Document/Layout Analysis for OCR
Before the “character” recognition will take place, the logical structure of the document has to be be analyzed and defined. For example:
- Where are text blocks, paragraphs, lines?
- Is there a table that should be reconstructed?
- Are there any “images” on the page(s)?
- Are there any barcodes to read?
ABBYY technology contains several variants of Document Layout Analysis:
Automatic Document Analysis
The Document Analysis (DA) searches and “finds” zones for recognition on the document images. Here how it works:
- The Document Analysis algorithms detect different elementary objects on the image, e.g.
- words or parts of words
- connected components
- color gradients, inverted text areas
- Then, based on this information, hypotheses for these blocks are formed and checked:
- What is type of the block?
- Where are the borders of the block?
- What type of the document layout could it be (magazine, newspaper, book page) ?
The following screenshot of ABBYY FineReader shows the result of a analyzed layout (text, image and table blocks) , as well as the reconstructed output.

____________

Work to do:
**A.** In the entries below, copy the lines verbatim, from the line containing "If you could tag the green shutter" through the line containing "<point>324,276</point>", with both of those lines included.
**B.** Pick up the passage on document layout analysis for OCR after its last sentence and keep writing it.

[Coordinate annotation entries]

____________

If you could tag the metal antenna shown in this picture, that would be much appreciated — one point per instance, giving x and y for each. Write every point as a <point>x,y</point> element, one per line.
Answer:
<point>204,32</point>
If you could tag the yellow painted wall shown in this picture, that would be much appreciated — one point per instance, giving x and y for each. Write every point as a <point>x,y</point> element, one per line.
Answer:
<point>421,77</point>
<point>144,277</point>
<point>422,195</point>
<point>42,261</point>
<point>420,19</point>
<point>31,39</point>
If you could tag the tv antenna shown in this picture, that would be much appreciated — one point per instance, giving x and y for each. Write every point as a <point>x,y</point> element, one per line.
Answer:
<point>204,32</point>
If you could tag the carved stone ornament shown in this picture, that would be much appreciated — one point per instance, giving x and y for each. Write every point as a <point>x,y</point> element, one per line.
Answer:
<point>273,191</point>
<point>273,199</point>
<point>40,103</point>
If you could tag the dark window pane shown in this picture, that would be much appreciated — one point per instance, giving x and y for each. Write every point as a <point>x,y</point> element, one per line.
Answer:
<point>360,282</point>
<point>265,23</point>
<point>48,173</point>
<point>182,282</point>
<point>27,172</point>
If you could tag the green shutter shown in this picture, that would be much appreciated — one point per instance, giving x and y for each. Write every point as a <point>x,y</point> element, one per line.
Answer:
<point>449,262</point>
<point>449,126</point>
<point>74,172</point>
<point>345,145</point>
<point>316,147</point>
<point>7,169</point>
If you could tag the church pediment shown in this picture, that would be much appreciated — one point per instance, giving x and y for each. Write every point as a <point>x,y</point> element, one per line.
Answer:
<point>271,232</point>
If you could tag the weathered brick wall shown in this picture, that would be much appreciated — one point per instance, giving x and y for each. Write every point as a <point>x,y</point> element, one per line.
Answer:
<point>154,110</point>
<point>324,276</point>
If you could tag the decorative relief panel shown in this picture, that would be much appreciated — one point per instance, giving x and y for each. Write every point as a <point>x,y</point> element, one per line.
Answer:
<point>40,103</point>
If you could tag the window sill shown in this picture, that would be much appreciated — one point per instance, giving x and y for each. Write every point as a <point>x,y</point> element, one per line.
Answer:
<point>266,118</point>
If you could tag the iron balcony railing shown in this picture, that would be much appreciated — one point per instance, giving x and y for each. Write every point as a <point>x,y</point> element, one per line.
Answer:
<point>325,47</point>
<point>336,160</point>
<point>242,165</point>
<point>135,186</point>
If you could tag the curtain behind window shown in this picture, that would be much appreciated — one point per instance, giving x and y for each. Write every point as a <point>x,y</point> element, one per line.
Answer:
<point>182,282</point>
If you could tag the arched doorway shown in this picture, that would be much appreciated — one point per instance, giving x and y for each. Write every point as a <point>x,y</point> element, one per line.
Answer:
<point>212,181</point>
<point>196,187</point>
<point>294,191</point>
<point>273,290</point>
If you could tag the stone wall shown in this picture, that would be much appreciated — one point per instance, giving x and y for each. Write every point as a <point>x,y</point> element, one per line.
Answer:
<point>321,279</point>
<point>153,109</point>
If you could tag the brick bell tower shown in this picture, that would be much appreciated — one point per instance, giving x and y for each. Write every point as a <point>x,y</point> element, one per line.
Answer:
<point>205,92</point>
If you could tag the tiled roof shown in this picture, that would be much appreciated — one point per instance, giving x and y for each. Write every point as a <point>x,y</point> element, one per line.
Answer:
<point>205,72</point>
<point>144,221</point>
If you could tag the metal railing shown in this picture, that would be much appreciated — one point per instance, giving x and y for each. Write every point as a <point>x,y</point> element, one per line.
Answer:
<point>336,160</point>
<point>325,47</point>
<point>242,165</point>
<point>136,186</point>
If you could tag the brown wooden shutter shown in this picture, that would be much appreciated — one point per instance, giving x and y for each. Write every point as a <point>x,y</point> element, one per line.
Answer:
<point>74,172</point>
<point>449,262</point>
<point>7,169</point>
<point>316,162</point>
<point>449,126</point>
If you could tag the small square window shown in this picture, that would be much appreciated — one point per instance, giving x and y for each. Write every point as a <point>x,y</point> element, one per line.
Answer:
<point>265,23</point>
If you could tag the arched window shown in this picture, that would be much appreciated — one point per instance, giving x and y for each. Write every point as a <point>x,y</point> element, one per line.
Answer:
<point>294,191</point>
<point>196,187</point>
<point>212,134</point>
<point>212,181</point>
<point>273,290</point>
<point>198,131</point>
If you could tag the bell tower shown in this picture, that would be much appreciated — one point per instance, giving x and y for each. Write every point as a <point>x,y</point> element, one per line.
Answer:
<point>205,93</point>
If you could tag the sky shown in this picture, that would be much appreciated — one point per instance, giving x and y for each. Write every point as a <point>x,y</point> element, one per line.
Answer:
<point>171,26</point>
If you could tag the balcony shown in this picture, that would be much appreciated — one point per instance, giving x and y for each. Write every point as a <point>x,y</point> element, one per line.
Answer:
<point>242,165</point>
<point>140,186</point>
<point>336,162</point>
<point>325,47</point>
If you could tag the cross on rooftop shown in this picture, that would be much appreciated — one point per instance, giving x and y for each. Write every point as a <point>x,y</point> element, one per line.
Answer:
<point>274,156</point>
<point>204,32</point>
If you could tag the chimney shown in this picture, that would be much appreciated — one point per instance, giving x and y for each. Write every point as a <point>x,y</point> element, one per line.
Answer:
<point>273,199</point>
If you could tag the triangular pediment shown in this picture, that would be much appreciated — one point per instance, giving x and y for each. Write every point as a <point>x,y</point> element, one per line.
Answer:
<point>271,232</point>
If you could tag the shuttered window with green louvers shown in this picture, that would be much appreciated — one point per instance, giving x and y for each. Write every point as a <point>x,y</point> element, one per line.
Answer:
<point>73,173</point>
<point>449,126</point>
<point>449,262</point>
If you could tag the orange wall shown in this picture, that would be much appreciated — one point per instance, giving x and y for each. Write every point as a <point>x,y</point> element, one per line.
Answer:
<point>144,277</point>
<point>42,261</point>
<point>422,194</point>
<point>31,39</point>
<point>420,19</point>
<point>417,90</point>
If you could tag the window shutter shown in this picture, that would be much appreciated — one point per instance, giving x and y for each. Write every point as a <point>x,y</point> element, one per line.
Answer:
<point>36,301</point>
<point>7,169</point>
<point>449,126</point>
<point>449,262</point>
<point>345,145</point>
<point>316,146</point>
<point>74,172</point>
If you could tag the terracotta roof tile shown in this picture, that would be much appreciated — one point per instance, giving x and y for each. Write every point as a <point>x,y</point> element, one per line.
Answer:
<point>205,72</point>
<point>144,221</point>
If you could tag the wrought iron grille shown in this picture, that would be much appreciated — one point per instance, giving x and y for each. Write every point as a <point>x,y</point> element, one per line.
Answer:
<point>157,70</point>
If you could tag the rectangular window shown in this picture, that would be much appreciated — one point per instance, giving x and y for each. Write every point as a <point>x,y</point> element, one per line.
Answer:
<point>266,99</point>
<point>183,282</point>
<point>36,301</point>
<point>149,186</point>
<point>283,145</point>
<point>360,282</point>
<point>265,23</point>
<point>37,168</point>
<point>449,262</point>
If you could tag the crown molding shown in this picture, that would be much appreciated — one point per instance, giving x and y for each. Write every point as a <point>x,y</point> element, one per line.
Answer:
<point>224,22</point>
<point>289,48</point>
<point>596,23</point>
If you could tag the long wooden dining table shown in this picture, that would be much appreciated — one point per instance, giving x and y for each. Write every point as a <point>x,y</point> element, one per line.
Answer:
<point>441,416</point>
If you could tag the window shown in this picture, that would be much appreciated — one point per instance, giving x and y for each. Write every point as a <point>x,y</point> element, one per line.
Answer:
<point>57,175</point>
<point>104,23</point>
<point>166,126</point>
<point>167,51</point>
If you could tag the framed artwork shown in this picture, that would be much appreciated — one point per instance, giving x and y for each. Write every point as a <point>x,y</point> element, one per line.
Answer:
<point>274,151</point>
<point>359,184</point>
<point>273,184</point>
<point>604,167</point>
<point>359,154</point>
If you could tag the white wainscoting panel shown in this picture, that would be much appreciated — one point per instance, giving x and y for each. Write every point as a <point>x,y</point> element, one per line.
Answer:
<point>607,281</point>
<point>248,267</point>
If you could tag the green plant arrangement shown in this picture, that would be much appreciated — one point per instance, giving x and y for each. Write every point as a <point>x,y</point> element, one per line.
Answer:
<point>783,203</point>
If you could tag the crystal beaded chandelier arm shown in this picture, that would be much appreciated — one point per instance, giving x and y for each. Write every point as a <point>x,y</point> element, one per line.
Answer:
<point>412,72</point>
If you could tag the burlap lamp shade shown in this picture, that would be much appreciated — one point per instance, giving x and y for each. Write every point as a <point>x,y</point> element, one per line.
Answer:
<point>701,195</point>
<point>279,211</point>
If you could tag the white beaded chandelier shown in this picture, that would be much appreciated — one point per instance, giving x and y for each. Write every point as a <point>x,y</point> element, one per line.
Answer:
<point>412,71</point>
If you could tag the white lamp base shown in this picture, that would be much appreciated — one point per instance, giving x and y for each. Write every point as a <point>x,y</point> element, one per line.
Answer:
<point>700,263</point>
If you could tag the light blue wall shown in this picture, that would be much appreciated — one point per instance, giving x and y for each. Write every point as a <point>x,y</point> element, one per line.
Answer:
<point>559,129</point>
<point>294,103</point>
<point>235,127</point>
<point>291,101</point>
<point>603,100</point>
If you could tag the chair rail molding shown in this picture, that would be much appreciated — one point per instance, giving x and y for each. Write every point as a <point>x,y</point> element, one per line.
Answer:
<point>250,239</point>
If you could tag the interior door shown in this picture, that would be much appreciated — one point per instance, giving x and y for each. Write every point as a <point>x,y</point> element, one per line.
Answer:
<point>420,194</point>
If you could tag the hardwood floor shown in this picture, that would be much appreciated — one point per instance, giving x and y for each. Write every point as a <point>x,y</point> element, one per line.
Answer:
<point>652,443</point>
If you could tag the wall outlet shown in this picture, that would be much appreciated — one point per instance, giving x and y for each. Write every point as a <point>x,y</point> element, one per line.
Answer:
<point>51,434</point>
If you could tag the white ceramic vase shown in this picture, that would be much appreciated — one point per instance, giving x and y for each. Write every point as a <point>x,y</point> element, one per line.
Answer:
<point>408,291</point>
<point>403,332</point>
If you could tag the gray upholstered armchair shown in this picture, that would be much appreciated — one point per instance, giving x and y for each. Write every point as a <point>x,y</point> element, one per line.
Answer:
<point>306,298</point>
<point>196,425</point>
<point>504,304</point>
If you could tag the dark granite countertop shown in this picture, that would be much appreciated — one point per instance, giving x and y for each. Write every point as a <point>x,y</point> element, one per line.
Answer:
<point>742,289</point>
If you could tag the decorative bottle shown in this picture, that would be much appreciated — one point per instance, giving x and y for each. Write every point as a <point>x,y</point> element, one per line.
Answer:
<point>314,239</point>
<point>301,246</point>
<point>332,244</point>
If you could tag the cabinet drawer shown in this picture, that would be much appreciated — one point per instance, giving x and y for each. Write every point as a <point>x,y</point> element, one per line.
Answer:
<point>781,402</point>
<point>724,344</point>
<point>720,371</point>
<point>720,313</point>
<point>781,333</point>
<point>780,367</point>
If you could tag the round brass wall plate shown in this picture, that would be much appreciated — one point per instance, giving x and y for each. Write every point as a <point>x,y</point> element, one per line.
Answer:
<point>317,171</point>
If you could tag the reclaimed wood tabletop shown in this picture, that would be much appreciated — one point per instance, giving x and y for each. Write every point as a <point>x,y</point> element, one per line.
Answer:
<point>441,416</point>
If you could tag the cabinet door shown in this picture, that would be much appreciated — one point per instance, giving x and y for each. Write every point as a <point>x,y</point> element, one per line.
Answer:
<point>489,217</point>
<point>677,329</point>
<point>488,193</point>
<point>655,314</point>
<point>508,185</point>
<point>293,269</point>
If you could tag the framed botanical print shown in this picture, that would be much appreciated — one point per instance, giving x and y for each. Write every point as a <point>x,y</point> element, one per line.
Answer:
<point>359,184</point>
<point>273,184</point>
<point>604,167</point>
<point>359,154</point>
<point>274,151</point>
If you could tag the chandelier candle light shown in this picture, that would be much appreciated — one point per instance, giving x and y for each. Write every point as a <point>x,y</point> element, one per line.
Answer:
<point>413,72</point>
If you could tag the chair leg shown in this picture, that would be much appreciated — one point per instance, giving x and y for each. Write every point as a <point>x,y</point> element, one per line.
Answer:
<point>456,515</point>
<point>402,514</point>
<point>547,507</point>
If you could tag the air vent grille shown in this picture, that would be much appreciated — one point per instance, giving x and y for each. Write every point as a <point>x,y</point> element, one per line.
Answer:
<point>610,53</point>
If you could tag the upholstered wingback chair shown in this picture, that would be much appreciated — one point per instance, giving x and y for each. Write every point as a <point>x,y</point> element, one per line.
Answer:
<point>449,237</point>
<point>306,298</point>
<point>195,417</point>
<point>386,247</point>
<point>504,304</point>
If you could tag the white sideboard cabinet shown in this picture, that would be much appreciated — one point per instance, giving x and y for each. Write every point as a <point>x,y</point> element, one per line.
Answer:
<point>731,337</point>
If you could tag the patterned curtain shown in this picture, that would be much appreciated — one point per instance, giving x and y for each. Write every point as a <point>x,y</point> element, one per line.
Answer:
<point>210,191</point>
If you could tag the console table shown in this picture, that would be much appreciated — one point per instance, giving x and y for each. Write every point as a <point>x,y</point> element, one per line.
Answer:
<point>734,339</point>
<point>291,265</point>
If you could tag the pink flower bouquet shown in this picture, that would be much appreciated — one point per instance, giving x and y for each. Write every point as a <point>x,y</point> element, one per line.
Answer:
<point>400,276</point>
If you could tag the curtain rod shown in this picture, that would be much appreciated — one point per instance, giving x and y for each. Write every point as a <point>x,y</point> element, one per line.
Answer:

____________

Answers for this exercise:
**A.**
If you could tag the green shutter shown in this picture, that would be much appreciated — one point per instance, giving x and y for each. Write every point as a <point>x,y</point> element, one per line.
Answer:
<point>449,262</point>
<point>449,126</point>
<point>74,172</point>
<point>345,145</point>
<point>316,147</point>
<point>7,169</point>
If you could tag the church pediment shown in this picture, that would be much appreciated — one point per instance, giving x and y for each. Write every point as a <point>x,y</point> element, one per line.
Answer:
<point>271,232</point>
If you could tag the weathered brick wall shown in this picture, that would be much appreciated — one point per instance, giving x and y for each. Write every point as a <point>x,y</point> element, one per line.
Answer:
<point>154,110</point>
<point>324,276</point>

**B.**
or on a multi-column magazine page with intelligent layout analysis & reconstruciton
If there would be no intelligent layout analysis, but use only use one large text block, then the results of are by far not that useable for a human for example on a multi-column document, then the user would also get the text, but not
ABBYY Document/Layout Analysis Modes
Automatic Document Analysis in the SDKs can work in the different modes available in the OCR-SDKs:
- Full layout analysis – Text, images, tables and barcodes are detected - see samples above.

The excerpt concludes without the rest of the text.